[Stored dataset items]
____________________
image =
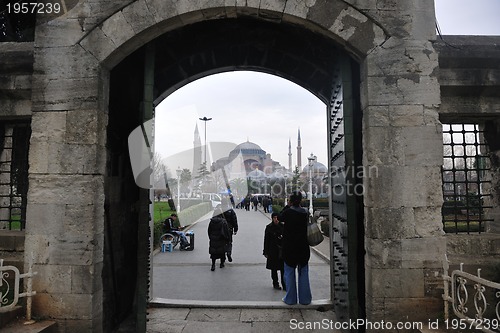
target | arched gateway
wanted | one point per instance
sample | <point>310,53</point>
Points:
<point>101,68</point>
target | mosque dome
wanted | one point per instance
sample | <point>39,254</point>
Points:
<point>248,148</point>
<point>256,174</point>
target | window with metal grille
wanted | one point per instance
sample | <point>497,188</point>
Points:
<point>14,144</point>
<point>465,184</point>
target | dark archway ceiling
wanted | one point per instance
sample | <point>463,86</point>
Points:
<point>215,46</point>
____________________
◆ WHAT YOU NEED TO DO ◆
For every line of the records with the string "sample", add one to a tally; give the final tally alone.

◆ REPLY ◆
4